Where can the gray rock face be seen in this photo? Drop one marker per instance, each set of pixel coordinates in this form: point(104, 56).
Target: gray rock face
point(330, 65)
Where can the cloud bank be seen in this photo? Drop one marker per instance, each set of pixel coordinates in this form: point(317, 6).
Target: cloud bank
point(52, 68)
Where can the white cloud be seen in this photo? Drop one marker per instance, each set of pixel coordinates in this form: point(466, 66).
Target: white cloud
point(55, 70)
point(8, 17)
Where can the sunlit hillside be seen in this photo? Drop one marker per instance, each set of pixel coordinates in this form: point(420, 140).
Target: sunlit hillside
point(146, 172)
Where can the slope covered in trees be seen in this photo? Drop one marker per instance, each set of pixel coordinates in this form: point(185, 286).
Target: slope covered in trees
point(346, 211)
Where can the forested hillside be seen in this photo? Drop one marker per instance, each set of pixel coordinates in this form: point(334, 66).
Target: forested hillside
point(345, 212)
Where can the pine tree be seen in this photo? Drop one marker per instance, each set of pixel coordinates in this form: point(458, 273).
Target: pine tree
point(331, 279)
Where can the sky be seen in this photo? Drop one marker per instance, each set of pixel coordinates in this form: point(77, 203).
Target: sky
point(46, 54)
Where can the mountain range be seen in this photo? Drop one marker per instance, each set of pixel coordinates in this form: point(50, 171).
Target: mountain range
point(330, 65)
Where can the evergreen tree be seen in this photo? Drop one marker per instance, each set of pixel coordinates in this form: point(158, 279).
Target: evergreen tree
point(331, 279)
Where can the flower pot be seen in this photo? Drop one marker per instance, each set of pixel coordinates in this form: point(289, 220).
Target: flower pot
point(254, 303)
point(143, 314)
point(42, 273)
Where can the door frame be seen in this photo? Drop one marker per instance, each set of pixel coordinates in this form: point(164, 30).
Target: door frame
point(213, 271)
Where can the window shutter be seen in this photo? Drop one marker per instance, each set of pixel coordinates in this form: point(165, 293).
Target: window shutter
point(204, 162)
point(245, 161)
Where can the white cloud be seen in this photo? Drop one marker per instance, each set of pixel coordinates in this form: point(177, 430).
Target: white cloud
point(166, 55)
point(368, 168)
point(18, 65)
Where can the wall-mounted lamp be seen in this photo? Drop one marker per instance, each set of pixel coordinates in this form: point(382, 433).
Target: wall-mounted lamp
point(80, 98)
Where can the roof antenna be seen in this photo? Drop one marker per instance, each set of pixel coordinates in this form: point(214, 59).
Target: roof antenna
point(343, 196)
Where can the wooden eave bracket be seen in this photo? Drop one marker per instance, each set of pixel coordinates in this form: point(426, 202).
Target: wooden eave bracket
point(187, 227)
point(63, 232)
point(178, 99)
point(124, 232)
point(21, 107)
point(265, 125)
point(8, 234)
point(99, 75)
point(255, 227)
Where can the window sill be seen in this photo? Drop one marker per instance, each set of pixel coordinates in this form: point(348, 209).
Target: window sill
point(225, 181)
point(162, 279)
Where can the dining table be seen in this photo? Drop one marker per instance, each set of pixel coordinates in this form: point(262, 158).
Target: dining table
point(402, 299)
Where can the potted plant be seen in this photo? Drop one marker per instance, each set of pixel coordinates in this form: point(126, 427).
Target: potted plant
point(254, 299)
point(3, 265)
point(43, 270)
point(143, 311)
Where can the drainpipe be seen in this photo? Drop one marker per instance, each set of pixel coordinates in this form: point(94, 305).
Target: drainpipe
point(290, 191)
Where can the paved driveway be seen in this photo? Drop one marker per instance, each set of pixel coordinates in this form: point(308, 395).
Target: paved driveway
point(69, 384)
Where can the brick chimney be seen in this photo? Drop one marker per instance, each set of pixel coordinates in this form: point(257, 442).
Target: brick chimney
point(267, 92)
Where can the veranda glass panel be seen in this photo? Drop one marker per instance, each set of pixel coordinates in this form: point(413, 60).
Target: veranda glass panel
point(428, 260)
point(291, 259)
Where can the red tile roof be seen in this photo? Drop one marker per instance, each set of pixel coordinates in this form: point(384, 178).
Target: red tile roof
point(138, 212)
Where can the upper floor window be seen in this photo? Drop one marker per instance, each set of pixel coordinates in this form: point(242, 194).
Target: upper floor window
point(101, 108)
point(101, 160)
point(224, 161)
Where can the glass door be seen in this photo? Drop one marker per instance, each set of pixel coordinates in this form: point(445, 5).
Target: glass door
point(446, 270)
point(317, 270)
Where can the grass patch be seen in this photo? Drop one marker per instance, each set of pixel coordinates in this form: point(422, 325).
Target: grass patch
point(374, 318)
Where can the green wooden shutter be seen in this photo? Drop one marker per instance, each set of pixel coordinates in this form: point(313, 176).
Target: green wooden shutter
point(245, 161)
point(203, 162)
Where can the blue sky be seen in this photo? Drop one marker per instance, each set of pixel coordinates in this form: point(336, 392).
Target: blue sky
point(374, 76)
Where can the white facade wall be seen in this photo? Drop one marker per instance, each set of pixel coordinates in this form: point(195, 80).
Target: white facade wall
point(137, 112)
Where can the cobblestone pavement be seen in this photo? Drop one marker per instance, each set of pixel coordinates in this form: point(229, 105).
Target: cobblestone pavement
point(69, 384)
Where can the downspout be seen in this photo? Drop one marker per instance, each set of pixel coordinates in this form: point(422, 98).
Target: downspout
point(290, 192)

* _Problem_:
Send back each record exactly as it stands.

* _Exercise result_:
Where can the gray rock face be seen in this photo? Drop one marker per instance, each set of pixel coordinates in this form: point(104, 56).
Target: gray rock face
point(330, 65)
Where can the cloud bank be seen in this photo? Drop one marker per instance, each set of pixel coordinates in this form: point(317, 6).
Target: cloud bank
point(52, 68)
Where can the white cloud be seen in this photo? Drop one marker per instance, each set of pixel coordinates in this form: point(466, 66).
Target: white cloud
point(55, 70)
point(8, 17)
Where can the sunlit hillside be seen in this photo? Drop one marker per instance, each set of pixel coordinates in this form: point(420, 140).
Target: sunlit hillside
point(146, 172)
Where can the slope covered in trees be seen in this photo? Drop one marker per instance, each set of pixel coordinates in this form: point(185, 286).
Target: slope covered in trees
point(346, 211)
Where can the forested hillside be seen in this photo? Drop one marker per instance, each set of pixel coordinates in this form: point(334, 66).
Target: forested hillside
point(345, 212)
Where can the pine tree be seen in this photo? Drop one marker per instance, each set of pixel coordinates in this form: point(458, 273).
Target: pine tree
point(331, 279)
Where can the sky be seen in this photo? Drop one marker per instance, each set of pixel coordinates in this form: point(77, 203).
Target: sky
point(46, 54)
Where can the mountain range be seen in this photo? Drop one marker per instance, each set of pixel coordinates in this form: point(50, 171).
Target: mountain range
point(330, 65)
Where can the evergreen tree be seen in this photo? Drop one marker per instance, each set of pixel coordinates in this form: point(158, 279).
Target: evergreen tree
point(331, 279)
Where can the flower pot be seen in this photo? Drop one marker per instance, each set of pixel coordinates in this form: point(289, 220).
Target: flower pot
point(254, 303)
point(143, 314)
point(42, 273)
Where can the door frame be seen in this photo? Drop one marker per instance, each set of pixel coordinates in this form: point(164, 30).
Target: door frame
point(213, 271)
Where can the window shutter be seen in this photo? Drop one marker per instance, each set of pixel coordinates in this form: point(165, 293).
Target: window shutter
point(204, 162)
point(245, 161)
Where can the white cloud be seen in this photo? Drop one marker per instance, each set of pixel coordinates in this form: point(177, 430).
Target: white cloud
point(166, 55)
point(368, 168)
point(18, 65)
Where can the wall-mounted lamp be seen in this photo? Drop one marker per instance, each set of pixel coordinates in this form: point(382, 433).
Target: wall-mounted lamp
point(80, 98)
Where can the roof antenna be seen in this photo? Drop one marker per instance, each set of pixel coordinates in this form: point(214, 59).
Target: roof antenna
point(343, 196)
Where can the wooden eave bracket be seen in this photo? Drop one marker per instance, each set of pixel coordinates in this form: point(426, 202).
Target: wooden eave bracket
point(187, 227)
point(63, 232)
point(178, 99)
point(124, 232)
point(21, 107)
point(265, 125)
point(8, 234)
point(99, 75)
point(255, 227)
Where can the window sill be seen in this photo? Drop one marker per instance, each set of pixel coordinates in this form: point(348, 209).
Target: window sill
point(225, 181)
point(162, 279)
Where can the dining table be seen in this photo? Drop one marker per instance, each set of pixel coordinates in this form: point(262, 158).
Target: dining table
point(402, 299)
Where can the potted plant be seen in this photo? Drop one marker per instance, each set of pixel coordinates in this form: point(126, 427).
Target: potted plant
point(254, 299)
point(3, 265)
point(43, 270)
point(143, 311)
Where can the drainpipe be seen in this photo? Drop one marker per instance, each set of pixel coordinates in this form: point(94, 305).
Target: drainpipe
point(290, 191)
Where can the paved driveway be seen in this photo? Drop one marker per instance, each set of pixel coordinates in this form: point(308, 395).
Target: paved driveway
point(69, 384)
Where can the brick chimney be seen in this photo? Drop one marker per instance, each set of pixel coordinates in this form: point(257, 442).
Target: brick chimney
point(267, 92)
Where can the veranda glass panel be seen in this photo? Drop one marker per instance, each set of pixel coordinates in this form: point(413, 60).
Target: veranda glass panel
point(428, 260)
point(291, 259)
Where can the red tile roof be seen in this photo? Drop one marker per instance, each set of pixel coordinates in this form: point(384, 178).
Target: red tile roof
point(138, 212)
Where can the upper floor window be seen in this photo? Drop one marker per instance, each set of pixel coordinates in this form: point(242, 194).
Target: upper floor window
point(101, 108)
point(101, 160)
point(224, 161)
Where can the glass door be seen in this photo? Drop one marker per instance, each set of pixel coordinates in this form: point(445, 5).
Target: glass door
point(446, 270)
point(317, 270)
Where can the grass patch be seen in this photo? Drop one marker per instance, each set of pixel coordinates in this form: point(422, 325).
Target: grass patch
point(374, 318)
Where can the green wooden shutter be seen in this photo? Drop one marker per instance, each set of pixel coordinates in this form: point(313, 176).
Target: green wooden shutter
point(245, 161)
point(203, 162)
Where can the blue sky be seen in this photo? Drop one marker per instance, each set of pixel coordinates in this form: point(336, 392).
Target: blue sky
point(374, 76)
Where can the white facade wall be seen in this photo? Drop one marker per instance, each set of pixel coordinates in this form: point(195, 80).
Target: white facade wall
point(137, 112)
Where can the cobblestone pavement be seen in this photo? Drop one marker per instance, each set of pixel coordinates in this form: point(229, 105).
Target: cobblestone pavement
point(69, 384)
Where can the downspout be seen in this photo? Drop one marker per instance, each set of pixel coordinates in this form: point(422, 98).
Target: downspout
point(290, 192)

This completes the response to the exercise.